▸ Data shown
***

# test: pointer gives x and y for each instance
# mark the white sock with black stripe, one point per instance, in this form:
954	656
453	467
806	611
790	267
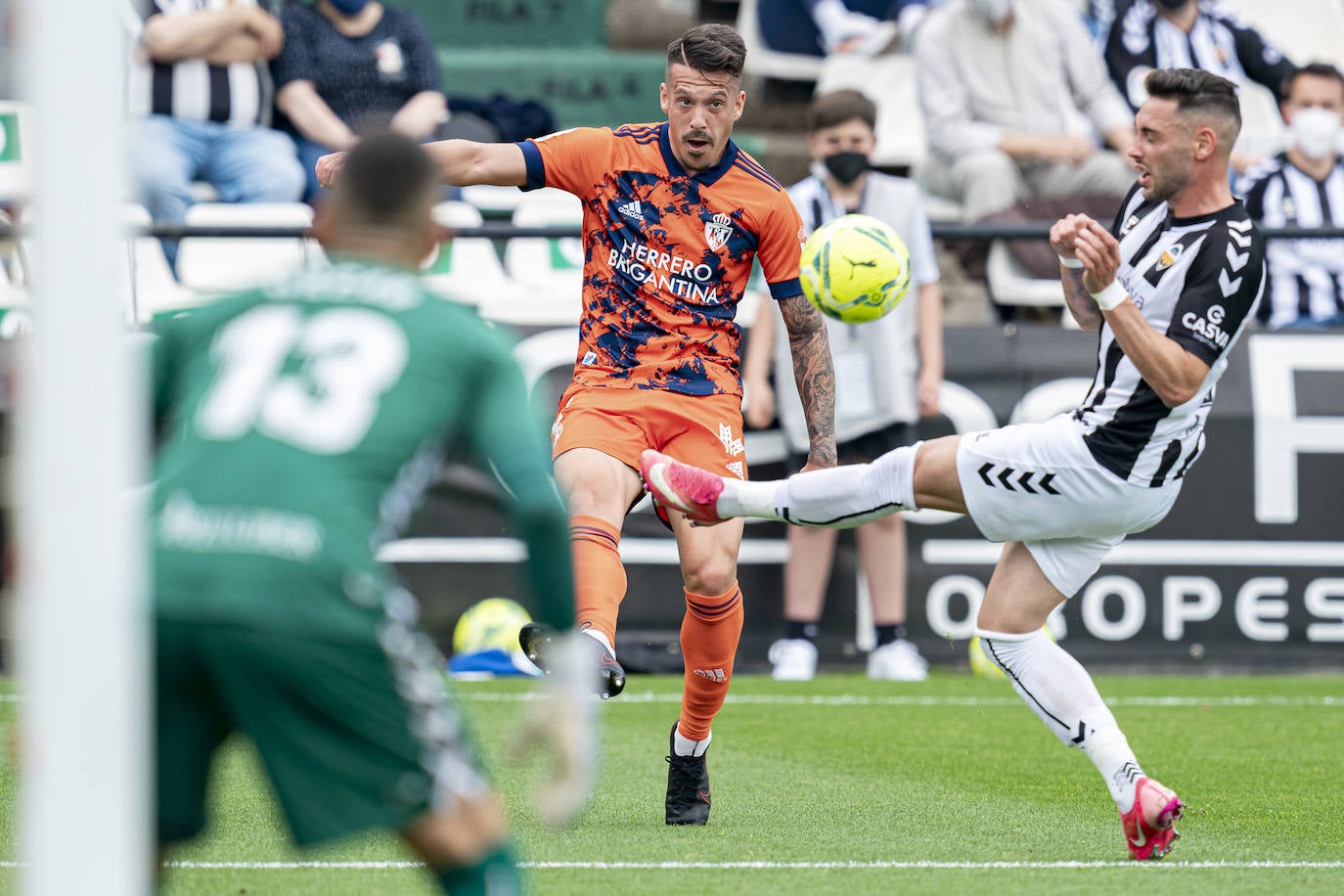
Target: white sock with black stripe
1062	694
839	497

***

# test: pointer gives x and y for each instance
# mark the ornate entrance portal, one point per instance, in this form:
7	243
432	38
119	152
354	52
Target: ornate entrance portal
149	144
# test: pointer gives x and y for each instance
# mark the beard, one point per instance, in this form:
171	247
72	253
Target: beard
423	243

***

▸ The problem
Find every line in the listing above that contains the word "entrance" and copy each of those lines in full.

▸ Solution for this exercise
# mark the ornate entrance portal, one point per instance, in this form:
Target: ornate entrance portal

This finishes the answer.